### [WORK ORDER]
Return all of the lines below exactly as they are.

### [Records excerpted from a collection]
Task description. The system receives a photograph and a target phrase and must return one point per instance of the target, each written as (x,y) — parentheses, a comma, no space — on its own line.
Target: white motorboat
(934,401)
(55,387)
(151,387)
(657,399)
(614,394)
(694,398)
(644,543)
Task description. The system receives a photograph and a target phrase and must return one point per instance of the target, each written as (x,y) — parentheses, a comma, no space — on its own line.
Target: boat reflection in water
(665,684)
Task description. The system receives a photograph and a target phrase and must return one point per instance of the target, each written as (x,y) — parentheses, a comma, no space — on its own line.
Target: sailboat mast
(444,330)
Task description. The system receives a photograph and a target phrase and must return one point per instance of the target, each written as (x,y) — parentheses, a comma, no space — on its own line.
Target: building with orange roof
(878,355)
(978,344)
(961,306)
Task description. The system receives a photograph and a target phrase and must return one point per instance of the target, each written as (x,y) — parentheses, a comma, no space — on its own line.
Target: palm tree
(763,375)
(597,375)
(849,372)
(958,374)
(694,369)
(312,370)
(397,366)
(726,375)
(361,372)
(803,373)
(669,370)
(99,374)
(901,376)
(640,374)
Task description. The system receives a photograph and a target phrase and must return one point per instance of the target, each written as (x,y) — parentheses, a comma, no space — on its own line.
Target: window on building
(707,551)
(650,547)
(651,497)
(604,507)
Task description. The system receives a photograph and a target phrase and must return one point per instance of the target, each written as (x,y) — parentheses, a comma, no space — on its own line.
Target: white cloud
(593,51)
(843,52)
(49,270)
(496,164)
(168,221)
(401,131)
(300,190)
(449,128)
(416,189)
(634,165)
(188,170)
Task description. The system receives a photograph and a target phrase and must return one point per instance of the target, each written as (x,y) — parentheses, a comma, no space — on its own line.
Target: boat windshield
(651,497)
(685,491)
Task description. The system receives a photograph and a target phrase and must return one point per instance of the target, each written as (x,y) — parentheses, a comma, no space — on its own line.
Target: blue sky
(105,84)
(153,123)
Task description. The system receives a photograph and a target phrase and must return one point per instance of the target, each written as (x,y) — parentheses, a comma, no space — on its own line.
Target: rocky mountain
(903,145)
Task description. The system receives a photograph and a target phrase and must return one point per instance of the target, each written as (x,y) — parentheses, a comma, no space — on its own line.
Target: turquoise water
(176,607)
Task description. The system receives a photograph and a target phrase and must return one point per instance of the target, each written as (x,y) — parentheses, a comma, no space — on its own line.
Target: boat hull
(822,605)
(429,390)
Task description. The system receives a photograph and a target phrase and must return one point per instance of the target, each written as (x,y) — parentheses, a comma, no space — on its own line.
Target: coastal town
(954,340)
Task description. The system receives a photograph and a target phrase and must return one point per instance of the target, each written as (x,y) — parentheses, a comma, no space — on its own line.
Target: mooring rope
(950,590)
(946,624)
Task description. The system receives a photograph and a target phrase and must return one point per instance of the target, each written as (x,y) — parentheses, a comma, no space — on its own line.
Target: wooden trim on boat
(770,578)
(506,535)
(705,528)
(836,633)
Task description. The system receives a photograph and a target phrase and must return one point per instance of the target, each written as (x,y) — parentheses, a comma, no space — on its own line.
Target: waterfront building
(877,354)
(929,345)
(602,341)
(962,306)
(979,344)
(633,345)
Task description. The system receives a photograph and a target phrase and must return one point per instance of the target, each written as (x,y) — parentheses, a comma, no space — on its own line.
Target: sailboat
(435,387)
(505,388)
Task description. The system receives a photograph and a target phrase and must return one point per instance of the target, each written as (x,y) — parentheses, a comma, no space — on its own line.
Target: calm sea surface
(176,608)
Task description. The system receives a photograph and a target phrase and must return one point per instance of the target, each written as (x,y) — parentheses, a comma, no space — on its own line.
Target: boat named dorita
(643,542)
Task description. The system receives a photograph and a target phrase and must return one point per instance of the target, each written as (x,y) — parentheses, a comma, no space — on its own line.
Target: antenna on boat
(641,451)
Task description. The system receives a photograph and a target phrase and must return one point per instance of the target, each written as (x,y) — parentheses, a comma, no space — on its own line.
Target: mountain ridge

### [TASK RESULT]
Task description. The system receives a photograph and a target phrase and must return one point per instance of the target, each written as (x,y) — parentheses, a comma, no space — on its own line.
Target: white motorboat
(934,401)
(55,387)
(151,387)
(657,399)
(614,394)
(694,398)
(644,543)
Task description. The system receives a photograph and a target phrase and must return one point per instance of the target, each written as (x,y) — parentheses, a comma, no space — on its own line.
Target: boat reflection in water
(665,684)
Task description. The system receives a photograph and a target phrase and must return one point per instance of the target, each written as (x,y) — parentheses, a comma, no space — on its own line.
Target: sailboat mast
(444,330)
Task description. The system receives a photograph and a target phrase and must return one point per instance of the target, each written as (x,y) — parentheses, a comma, no space — on its own line.
Target: building with orange roof
(878,355)
(978,344)
(961,306)
Task description. The system receives a photograph and a target phrase and must return one point per instance of the target, each written as (x,y) — parentheses, a comma, no space — on its own line.
Target: palm tree
(763,375)
(597,375)
(849,372)
(958,374)
(694,369)
(312,370)
(397,366)
(726,375)
(361,372)
(803,373)
(669,370)
(99,374)
(901,376)
(640,374)
Task description. The system receives a photograph and a target phrase and must return one point per instance of the target, each written as (x,y) — parentheses, a comma, no space — on its own line.
Target: window on building
(707,551)
(650,547)
(651,497)
(604,507)
Task description. The system receives a photograph and a target phrase and must return one point per instance of the target, each written as (x,y) — parentheses, a comma, no space — on its own line.
Target: white cloud
(593,51)
(843,52)
(49,270)
(496,164)
(168,221)
(401,131)
(300,190)
(449,128)
(416,189)
(634,165)
(188,170)
Task description. The system receives a photograph and a target phrase and must return one point per instance of the target, each written as (x,y) — parentheses, a comma, no space — on its own line.
Target: boat windshield
(651,497)
(685,491)
Task description. The system receives a photograph and a target phrase and must return one point per instance of the target, each written as (x,y) — parentheses, a comma, no space — on its own line.
Target: blue sky
(105,84)
(153,123)
Task description. The system receives a photograph and a target phrase and must return one point per instance of the target, each written as (x,y) — parentheses, a comma, no space — on its own line.
Target: rocky mountain
(903,145)
Task description. The system receives a photograph and a target phrase and must return one point per instance of the target, each written as (x,y) — parentheses, a comma, no space — on its own line.
Target: turquoise water
(176,607)
Task description. The system receives a photograph and a target phrase and must return one point per instance of the target, each written as (x,y) — parentheses, a comma, no space — on its own line.
Target: boat hull
(822,605)
(429,390)
Task description. The system receives a photograph and a target phrase and must return one point per instance of the target, each written as (x,y) — parentheses, a comma, no space — on its own line.
Target: coastal town
(954,340)
Task description. The system receives a photograph and a target phrase and must return one point per instance of the target, each written as (x,y) — parentheses, a comma, no space — on its own line.
Target: mooring rope
(950,590)
(946,624)
Task description. The system receives a photograph and a target phrase and must return one point per instance of the target, each written as (x,y) — parentheses, a comma, no space — on its own line.
Target: wooden trim on boat
(770,578)
(506,535)
(705,528)
(836,633)
Task description. The system receives a photograph and a target phrase and must return one point per instance of the target, each written as (x,y) — parentheses, a comma, no space — on its own line.
Target: waterfront building
(877,354)
(929,345)
(602,341)
(962,306)
(979,344)
(633,345)
Task description. The system receives a photograph and a target phrase and must return one point per instance of the target, each written as (x,y) — parentheses, a comma, no space — on its own line.
Target: sailboat
(435,387)
(505,388)
Task description. The system receives a photograph and a target phrase and must return one point per instance of the target, each written as (x,y) — parentheses, a comma, no space — on its own line.
Target: calm sea surface
(176,608)
Task description. The system receives a photograph and a target phrase and must return one point per instance of the target, each written as (x,y) — parentheses, a comma, no space — on its own line.
Target: boat named dorita
(643,542)
Task description. The system receives a photograph and a target phrase and must return one point per instance of the target, each written as (x,y) — parentheses, a comma, no space — on its own line.
Target: antenna on boat
(641,451)
Task description. The system receives a photograph and a target phrase and must return one point per instance of the target, each written as (x,y) — parentheses, a comma, no space — on its own line.
Target: mountain ridge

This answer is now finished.